------ ТЕКСТ ДЛЯ ЧТЕНИЯ
15 октября - 200 лет со Дня рождения Лермонтова

Андрей Иванович Ляпчев: литературный дневник

КАВКАЗ И ЛЕРМОНТОВ


Никто не скажет о любви Михаила Юрьевича Лермонтова к Кавказу лучше, чем он сам.
Можно только добавить, что и Кавказ любил Лермонтова.


Первый в России памятник Лермонтову открыт в Пятигорске в 1889 году.


Первый в России литературно-мемориальный музей, созданный не в столичных городах и их окрестностях – Лермонтовский музей в Пятигорске, основанный в 1912 году.


Историк-эмигрант Абдурахман Геназович Авторханов (1908-1997) ни об одном деятеле истории и культуры не отзывался с таким уважением и любовью, как о Лермонтове:


«Русские классики с глубоким сочувствием и пониманием относились к борьбе горцев за независимость. Начало положила бессмертная поэзия Пушкина о Кавказе, кавказских горцах, русско-кавказской войне. За ней последовали шедевры кавказской поэзии и прозы Лермонтова, который воспел кавказскую свободу и осудил Кавказскую войну. Великий кавказский цикл завершил гениальный Толстой в рассказах "Набег", "Рубка леса", в повестях "Казаки" и "Хаджи Мурат". (Пушкин был свидетелем, а Лермонтов и Толстой и сами участвовали в Кавказской войне, но, став выше великодержавных предрассудков, они были вдохновлены на свои великие творения неистребимой любовью горцев к свободе!)
Совершенно особое место в этом цикле занимал Лермонтов. Для северокавказцев Лермонтов не просто "певец Кавказа", он для них – свой, кавказский поэт по духу. Он даже психологически физически мужественный, мечтательный, свободолюбивый, со смуглым лицом и темными глазами – больше походил на горца, чем на русского. Сравнивая кавказскую поэзию Пушкина с поэзией Лермонтова, русский поэт П. Антокольский не без упрека по адресу Пушкина заметил: "С головокружительной, сверхальпийской крутизны увидел Пушкин Кавказ:


"Кавказ подо мною:
Так буйную вольность законы теснят,
Так дикое племя под властью тоскует,
Так ныне безмолвный Кавказ негодует,
Так чуждые силы его тяготят".


Лермонтов прочел то же самое – ту же точку и то же негодование, но в противоположном. Никогда он не сказал бы: "Кавказ подо мною", потому что был внутри Кавказа" (М. Ю. Лермонтов, Избранные произведения, т. 1, вступительная статья П. Г. Антокольского, Москва, 1964, с. 23).
------------
■ ЗАДАНИЯ ■
A. Перечислите все произведения Толстого, которые названы в тексте о Лермонтове и Кавказе.
B. Ответьте по тексту о Лермонтове и Кавказе:
(i) В каком городе и в каком году открыли первый в России памятник Лермонтову?
(ii) В каком году основан Лермонтовский музей в Пятигорске?
(iii) Каковы годы жизни Абдурахмана Геназовича Авторханова?
C. Продолжите текст о Лермонтове и Кавказе после его последнего предложения.
------ ИСХОДНЫЕ ДАННЫЕ
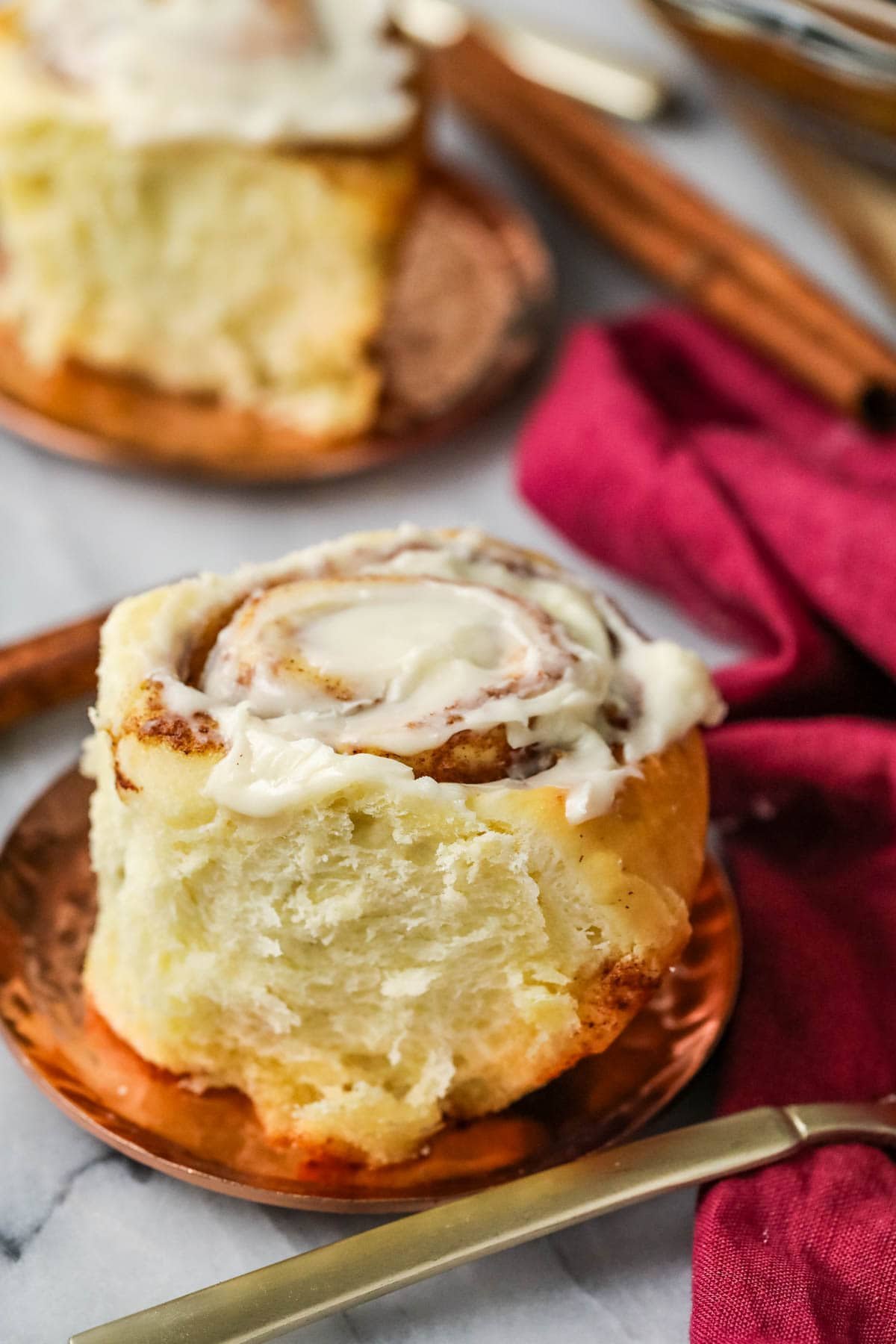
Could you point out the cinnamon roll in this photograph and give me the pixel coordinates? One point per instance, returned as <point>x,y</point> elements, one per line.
<point>206,196</point>
<point>388,833</point>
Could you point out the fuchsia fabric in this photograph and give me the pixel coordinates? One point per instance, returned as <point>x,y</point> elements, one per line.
<point>667,450</point>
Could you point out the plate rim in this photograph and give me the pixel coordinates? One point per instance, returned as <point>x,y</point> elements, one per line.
<point>520,344</point>
<point>363,1204</point>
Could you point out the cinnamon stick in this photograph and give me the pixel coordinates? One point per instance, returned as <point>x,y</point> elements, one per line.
<point>49,668</point>
<point>677,235</point>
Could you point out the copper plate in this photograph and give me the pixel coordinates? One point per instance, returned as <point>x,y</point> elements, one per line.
<point>214,1140</point>
<point>467,315</point>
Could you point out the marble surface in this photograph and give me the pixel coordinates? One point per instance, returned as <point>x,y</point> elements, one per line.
<point>87,1236</point>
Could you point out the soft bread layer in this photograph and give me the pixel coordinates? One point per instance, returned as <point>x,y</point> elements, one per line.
<point>371,964</point>
<point>254,276</point>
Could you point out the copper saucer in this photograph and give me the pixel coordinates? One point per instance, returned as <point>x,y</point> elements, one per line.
<point>467,316</point>
<point>214,1140</point>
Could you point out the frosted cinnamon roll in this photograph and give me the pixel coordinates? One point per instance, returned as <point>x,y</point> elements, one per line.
<point>206,195</point>
<point>388,833</point>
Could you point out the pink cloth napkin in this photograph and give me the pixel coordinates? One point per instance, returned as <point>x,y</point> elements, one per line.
<point>672,453</point>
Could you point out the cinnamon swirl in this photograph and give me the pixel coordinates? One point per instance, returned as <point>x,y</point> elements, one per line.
<point>207,196</point>
<point>390,831</point>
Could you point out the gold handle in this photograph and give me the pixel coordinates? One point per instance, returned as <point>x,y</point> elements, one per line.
<point>307,1288</point>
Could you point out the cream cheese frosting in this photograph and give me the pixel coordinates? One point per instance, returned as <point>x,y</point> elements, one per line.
<point>398,641</point>
<point>302,72</point>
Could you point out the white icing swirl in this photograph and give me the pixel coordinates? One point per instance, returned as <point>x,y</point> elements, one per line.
<point>396,643</point>
<point>308,72</point>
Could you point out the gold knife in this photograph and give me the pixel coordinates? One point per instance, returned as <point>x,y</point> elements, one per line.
<point>605,82</point>
<point>307,1288</point>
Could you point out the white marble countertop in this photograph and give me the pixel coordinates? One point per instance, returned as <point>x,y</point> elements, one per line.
<point>85,1234</point>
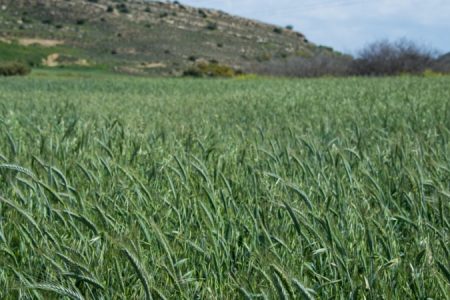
------------
■ ОТВЕТЫ ПО ПОРЯДКУ ■
A. «Набег», «Рубка леса», «Казаки», «Хаджи Мурат».

B.
(i) В Пятигорске, в 1889 году.
(ii) В 1912 году.
(iii) 1908–1997.

C.
Неудивительно, что мое поколение горской молодежи училось любви к Кавказу в одинаковой мере как у величественной кавказской поэзии Лермонтова, так и у богатого кавказского фольклора (вот что писал о чеченском фольклоре Лев Толстой в письме к поэту А. А. Фету от 26 октября 1875 г.: "Читал я это время книги, о которых никто понятия не имеет, но которыми я упивался. Это сборник сведений о кавказских горцах, изданный в Тифлисе. Там предания и поэзия горцев и сокровища поэтические необычайные. Хотелось бы Вам послать. Мне, читая, беспрестанно вспоминались Вы. Но не посылаю, потому что жалко расстаться. Нет-нет и перечитываю. Вот Вам образчик: "Высохнет земля на могиле моей, и забудешь ты меня, моя родная мать. Прорастет кладбище могильной травой – заглушит трава твое горе, мой старый отец. Слезы высохнут на глазах сестры моей – и улетит и горе из ее сердца". Конец этой песни по-чеченски звучит так: "Только брат не забудет, пока не ляжет рядом со мною". Мы знали, что царь сослал Лермонтова за вольнодумство к нам, на Кавказ, в виде наказания, а он, дерзкий и неумолимый, со своей родной страной прощался, как узник прощается с неволей, предвкушая блаженство свободы среди нас, на Кавказе:


"Прощай, немытая Россия,
Страна рабов, страна господ,
И вы, мундиры голубые,
И ты, им преданный народ.


Быть может, за стеной Кавказа
Сокроюсь от твоих пашей,
От их всевидящего глаза,
От их всеслышащих ушей".


Побывав на Кавказе, он не разочаровался в своих ожиданиях, он вернулся к себе, в Россию, глубоко влюбленным в Кавказ:


"Хотя я судьбой на заре моих дней,
О южные горы, отторгнут от вас,
Чтоб вечно их помнить, там надо быть раз:
Как сладкую песню отчизны моей,
Люблю я Кавказ".


Он не только любил Кавказ, он глубоко сочувствовал и переживал его трагедию:


"Кавказ! далекая страна!
Жилище вольности простой!
И ты несчастьями полна
И окровавлена войной!..



Нет! прошлых лет не ожидай,
Черкес, в отечество свое:
Свободе прежде милый край
Приметно гибнет для нее".


В двух шедеврах своей кавказской поэзии – в "Валерике" и "Измаил-Бей" Лермонтов особенно ярко осудил Кавказскую войну России и воспел героизм горцев в борьбе за свою свободу и независимость:


"Вот разговор о старине
В палатке ближней слышен мне;
Как при Ермолове ходили
В Чечню, в Аварию, к горам;
Как там дрались, как мы их били,
Как доставалося и нам...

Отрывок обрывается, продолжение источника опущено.